# Data for processing
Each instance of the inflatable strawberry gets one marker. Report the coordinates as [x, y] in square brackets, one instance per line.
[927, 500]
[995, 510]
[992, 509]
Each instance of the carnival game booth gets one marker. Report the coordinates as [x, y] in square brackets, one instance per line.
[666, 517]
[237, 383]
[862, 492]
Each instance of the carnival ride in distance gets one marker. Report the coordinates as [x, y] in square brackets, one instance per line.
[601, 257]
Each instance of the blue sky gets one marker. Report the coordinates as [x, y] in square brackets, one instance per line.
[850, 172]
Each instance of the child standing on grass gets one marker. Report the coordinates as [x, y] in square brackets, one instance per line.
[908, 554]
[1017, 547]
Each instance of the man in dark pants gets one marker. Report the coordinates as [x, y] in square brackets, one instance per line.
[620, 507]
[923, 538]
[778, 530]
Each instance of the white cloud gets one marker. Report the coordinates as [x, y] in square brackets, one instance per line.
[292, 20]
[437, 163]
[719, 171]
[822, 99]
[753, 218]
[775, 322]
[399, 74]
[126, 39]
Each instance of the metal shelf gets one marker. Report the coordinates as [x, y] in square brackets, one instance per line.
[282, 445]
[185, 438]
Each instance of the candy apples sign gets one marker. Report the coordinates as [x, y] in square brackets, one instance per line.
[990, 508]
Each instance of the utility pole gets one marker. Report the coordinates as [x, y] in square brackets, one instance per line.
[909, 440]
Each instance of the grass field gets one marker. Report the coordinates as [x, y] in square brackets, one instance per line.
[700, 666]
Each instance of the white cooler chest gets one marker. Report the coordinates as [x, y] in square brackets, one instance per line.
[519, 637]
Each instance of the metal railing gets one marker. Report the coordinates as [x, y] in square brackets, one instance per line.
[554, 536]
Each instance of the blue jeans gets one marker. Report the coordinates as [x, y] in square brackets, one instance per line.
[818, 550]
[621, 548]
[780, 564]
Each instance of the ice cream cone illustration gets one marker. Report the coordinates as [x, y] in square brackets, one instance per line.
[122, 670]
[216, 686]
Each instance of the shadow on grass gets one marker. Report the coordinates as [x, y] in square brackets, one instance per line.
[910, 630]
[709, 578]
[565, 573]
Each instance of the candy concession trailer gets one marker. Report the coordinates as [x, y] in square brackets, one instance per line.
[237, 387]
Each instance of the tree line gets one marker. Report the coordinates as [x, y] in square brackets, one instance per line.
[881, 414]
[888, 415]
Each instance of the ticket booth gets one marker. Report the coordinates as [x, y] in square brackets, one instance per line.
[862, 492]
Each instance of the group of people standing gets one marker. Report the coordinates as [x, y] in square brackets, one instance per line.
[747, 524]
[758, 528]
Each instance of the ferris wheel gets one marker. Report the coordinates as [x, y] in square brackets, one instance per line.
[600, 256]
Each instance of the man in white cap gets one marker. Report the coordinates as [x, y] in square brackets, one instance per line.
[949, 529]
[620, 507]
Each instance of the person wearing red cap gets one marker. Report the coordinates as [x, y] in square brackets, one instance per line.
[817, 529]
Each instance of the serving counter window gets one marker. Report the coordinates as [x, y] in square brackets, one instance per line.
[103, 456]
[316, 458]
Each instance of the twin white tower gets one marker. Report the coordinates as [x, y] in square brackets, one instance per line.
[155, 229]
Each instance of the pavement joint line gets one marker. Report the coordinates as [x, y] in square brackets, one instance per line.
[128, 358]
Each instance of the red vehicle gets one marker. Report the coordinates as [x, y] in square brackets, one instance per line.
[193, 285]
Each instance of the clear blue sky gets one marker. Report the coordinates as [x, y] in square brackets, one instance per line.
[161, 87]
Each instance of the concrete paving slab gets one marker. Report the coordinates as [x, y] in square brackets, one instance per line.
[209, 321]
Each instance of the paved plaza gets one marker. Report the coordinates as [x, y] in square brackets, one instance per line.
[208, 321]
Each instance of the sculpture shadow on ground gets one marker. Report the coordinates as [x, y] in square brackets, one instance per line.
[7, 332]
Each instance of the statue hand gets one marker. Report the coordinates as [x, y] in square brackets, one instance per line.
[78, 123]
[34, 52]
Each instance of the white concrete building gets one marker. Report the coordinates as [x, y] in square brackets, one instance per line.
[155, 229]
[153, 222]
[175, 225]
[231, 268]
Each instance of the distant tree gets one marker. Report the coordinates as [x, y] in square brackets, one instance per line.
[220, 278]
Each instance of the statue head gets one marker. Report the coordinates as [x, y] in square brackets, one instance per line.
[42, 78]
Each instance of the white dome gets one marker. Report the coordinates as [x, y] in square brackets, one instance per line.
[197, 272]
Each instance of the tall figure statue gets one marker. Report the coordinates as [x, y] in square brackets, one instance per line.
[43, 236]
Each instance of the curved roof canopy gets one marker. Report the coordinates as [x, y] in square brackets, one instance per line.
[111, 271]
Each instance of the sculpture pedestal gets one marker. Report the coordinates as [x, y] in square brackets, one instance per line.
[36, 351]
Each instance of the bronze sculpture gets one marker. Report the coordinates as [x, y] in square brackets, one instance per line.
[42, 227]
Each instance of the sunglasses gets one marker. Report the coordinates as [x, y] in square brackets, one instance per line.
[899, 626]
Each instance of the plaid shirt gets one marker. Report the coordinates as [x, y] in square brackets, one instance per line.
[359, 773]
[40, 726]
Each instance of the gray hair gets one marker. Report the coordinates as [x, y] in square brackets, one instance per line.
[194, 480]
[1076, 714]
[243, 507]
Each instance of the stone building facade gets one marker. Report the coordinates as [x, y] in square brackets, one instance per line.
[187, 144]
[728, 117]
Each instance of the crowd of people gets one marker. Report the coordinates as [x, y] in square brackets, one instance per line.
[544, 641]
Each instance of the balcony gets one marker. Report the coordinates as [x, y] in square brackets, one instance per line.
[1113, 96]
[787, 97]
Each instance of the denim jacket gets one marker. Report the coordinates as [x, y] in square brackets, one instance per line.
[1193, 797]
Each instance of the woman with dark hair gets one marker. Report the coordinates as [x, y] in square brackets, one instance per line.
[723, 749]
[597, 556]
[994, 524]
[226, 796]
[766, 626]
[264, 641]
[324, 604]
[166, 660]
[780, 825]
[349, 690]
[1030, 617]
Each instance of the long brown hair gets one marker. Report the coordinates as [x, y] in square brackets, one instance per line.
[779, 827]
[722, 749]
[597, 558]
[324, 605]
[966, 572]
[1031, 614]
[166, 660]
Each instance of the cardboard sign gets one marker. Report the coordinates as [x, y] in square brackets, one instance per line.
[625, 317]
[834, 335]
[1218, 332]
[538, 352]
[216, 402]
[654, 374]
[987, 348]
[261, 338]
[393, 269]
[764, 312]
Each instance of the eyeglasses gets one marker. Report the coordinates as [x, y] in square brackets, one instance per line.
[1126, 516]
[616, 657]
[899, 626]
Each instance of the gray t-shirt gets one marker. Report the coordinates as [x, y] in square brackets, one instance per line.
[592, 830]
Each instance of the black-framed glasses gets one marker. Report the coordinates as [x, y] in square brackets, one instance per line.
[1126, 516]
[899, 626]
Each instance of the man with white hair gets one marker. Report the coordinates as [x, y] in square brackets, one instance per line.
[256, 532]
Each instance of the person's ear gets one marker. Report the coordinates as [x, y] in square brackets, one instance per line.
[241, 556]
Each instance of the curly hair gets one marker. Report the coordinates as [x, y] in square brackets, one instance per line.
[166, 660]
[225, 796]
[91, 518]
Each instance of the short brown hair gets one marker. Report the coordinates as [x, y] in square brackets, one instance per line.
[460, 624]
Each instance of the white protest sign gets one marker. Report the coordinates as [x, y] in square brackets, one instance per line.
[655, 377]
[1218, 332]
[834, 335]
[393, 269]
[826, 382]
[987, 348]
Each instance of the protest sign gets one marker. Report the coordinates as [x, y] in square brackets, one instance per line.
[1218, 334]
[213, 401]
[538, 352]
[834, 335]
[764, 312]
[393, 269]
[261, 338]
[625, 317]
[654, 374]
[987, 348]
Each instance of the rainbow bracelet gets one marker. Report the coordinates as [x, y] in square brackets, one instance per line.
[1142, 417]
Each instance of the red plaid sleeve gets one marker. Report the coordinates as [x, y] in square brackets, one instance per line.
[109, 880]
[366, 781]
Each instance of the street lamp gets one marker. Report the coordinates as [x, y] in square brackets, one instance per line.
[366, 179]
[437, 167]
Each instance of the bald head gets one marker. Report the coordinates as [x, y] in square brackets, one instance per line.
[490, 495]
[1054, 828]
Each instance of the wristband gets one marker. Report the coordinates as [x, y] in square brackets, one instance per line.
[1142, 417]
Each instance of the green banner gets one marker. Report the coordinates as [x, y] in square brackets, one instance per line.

# Your goal
Repeat only the lines from the one holding "Each instance of the rainbow" through the last line of the data.

# Problem solution
Each instance of the rainbow bracelet gets one marker. Report the coordinates as [x, y] in square brackets, one instance per line.
[1142, 417]
Each instance of the red plaid sleeve gets one marker. Report the coordinates as [x, y] in square brackets, one instance per line.
[109, 880]
[366, 781]
Each instance of the street lamp gets one marker. Report the coordinates as [x, y] in square brackets, one instance per line.
[366, 179]
[437, 167]
Each instance of the bald head gets one marker. Report the coordinates as [x, y] in square brackets, one instance per line.
[490, 495]
[1054, 828]
Each instance of the wristband gets one marker. Report the coordinates as [x, y] in square brackets, one instance per line.
[1142, 417]
Each instance of the green banner gets one marker. Report the coordinates as [x, y] in square brackets, one instance per line.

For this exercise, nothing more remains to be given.